= What is asked =
A: According to the passage on IRIS high availability, what is the usual recommendation for making InterSystems IRIS highly available?
B: Recast every line of the records as a numbered list, skipping any blank lines. Leave the pictures out of the answer.

Basically, the scenarios we just tried in the “Simulate the failure” section.

If any of these failures occur, the system should get online without any human involvement and without data loss. Technically there are limits on what data persistence guarantees. IRIS itself can provide based on the Journal Cycle and transaction usage within an application: In any case, we are talking under two seconds for RPO (Recovery Point Objective).

Other components of the system (Kubernetes API Service, etcd database, LoadBalancer service, DNS and others) are outside of the scope and typically managed by the Managed Kubernetes Service such as Azure AKS or AWS EKS so we assume that they are highly available already.

Another way of looking at it – we are responsible for handling individual compute and storage component failures and assuming that the rest is taken care of by the infrastructure/cloud provider.


When it comes to high availability for InterSystems IRIS, the traditional recommendation is to use mirroring. With mirroring you have two always-on IRIS instances synchronously replicating data. Each node maintains a full copy of the database and if the Primary node goes down, users reconnect to the Backup node. Essentially, with the mirroring approach, IRIS is responsible for the redundancy of both compute and storage.

With mirrors deployed in different availability zones, mirroring provides required redundancy for both compute and storage failure and allows for the excellent RTO (Recovery Time Objective or the time it takes for a system to get back online after a failure) of just a few seconds. You can find the deployment template for Mirrored IRIS on AWS Cloud here:


The less pretty side of mirroring is the complexity of setting it up, performing backup/restore procedures and the lack of replication for security settings and local non-database files.


Container orchestrators such as Kubernetes (wait, it’s 2021… are there any other left?!) provide compute redundancy via Deployment objectsautomatically restarting the failed IRIS Pod/Container in case of failure. That’s why you see only one IRIS node running on the Kubernetes architecture diagram. Instead of keeping a second IRIS node always running we outsource the compute availability to Kubernetes. Kubernetes will make sure that the IRIS pod be recreated in case the original pod fails for whatever reason.

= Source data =

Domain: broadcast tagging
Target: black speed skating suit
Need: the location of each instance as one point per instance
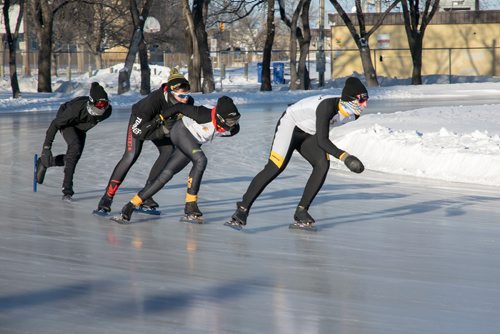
(73, 120)
(142, 112)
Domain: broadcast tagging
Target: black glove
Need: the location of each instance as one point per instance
(159, 133)
(46, 157)
(354, 164)
(149, 127)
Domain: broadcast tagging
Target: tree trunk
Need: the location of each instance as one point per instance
(12, 42)
(195, 62)
(368, 68)
(16, 92)
(268, 48)
(413, 17)
(416, 57)
(124, 74)
(303, 73)
(44, 59)
(145, 70)
(304, 43)
(137, 39)
(202, 38)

= Responses in order =
A: The usual recommendation is to use mirroring.

B:
1. Domain: broadcast tagging
2. Target: black speed skating suit
3. Need: the location of each instance as one point per instance
4. (73, 120)
5. (142, 112)
6. Domain: broadcast tagging
7. Target: black glove
8. Need: the location of each instance as one point per instance
9. (159, 133)
10. (46, 157)
11. (354, 164)
12. (149, 127)
13. Domain: broadcast tagging
14. Target: tree trunk
15. Need: the location of each instance as one point per instance
16. (12, 42)
17. (195, 62)
18. (368, 68)
19. (16, 92)
20. (268, 48)
21. (413, 17)
22. (416, 57)
23. (124, 74)
24. (303, 73)
25. (44, 59)
26. (145, 70)
27. (304, 43)
28. (137, 39)
29. (202, 38)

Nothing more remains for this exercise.